Task statement.
Continue the passage about required minimum distributions, tax brackets, and the IRMAA surcharge, starting after its final sentence.

Text provided.
══════

At 73, the RMD replaces the $40,000 withdrawal with $61,132. After Social Security taxation and the standard deduction, taxable income rises to approximately $77,000. This makes the federal tax bill climb to roughly $12,000, pushing him into the 24% bracket. That is approximately $4,600 more per year in federal taxes, simply because the IRS forced a larger withdrawal.
For 2026, the 22% bracket for single filers covers taxable income up to $105,700, with the 24% bracket beginning above that threshold. The 2026 standard deduction for single filers is $16,100, with an additional $6,000 deduction available for taxpayers age 65 and older under the One Big Beautiful Bill Act, which covers tax years 2025 through 2028.
The IRMAA Cliff Is the Hidden Risk
The bracket problem is manageable. The Medicare surcharge risk is the one that can ambush him.

══════

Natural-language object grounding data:
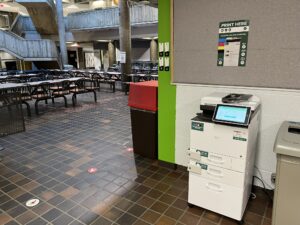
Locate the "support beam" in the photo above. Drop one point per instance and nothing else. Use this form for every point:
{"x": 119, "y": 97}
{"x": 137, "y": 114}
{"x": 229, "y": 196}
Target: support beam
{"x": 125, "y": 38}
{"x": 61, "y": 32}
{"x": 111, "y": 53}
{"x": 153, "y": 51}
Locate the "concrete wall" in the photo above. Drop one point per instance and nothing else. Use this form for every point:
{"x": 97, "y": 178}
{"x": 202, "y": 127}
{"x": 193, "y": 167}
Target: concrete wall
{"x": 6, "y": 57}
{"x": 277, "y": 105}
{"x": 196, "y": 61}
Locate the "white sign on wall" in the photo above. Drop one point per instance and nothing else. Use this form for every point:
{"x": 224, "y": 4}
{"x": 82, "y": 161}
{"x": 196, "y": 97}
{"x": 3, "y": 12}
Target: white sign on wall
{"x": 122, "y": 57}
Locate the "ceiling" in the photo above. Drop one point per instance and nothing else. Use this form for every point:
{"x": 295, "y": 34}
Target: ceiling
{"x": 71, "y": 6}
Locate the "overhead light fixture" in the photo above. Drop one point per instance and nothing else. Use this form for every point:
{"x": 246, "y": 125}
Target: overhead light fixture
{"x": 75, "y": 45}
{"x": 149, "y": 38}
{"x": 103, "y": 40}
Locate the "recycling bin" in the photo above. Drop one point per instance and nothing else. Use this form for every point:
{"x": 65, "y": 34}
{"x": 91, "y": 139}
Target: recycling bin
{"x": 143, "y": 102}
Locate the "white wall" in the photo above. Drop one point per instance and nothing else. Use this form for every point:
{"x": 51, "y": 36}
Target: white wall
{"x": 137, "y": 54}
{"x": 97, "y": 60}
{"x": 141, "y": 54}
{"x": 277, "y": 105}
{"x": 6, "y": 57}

══════

Task answer.
IRMAA (Income-Related Monthly Adjustment Amount) is a Medicare premium surcharge that applies when modified adjusted gross income crosses a threshold. For 2026, that threshold for a single filer is $109,000. At $99,532 in gross income at age 73, he is sitting close to that line.
One strong market year could push the IRA to $1.8 million, forcing an RMD of over $68,000 and pushing total income above $109,000. The result: more than $1,000 per year in Medicare surcharges stacked on top of the higher tax bill. IRMAA is assessed based on income from two years prior, so a single good year at 71 or 72 could trigger surcharges at 73.
Three Years to Act: The Roth Conversion Window
Between ages 70 and 72, he has three full tax years where he controls his IRA withdrawals entirely. No RMD is required. That is the conversion window. The strategy is straightforward: convert a portion of the traditional IRA to a Roth IRA each year. Conversions are taxable in the year they occur, but Roth accounts carry no RMDs and produce no taxable income in retirement. Every dollar converted now is a dollar the IRS cannot force out later.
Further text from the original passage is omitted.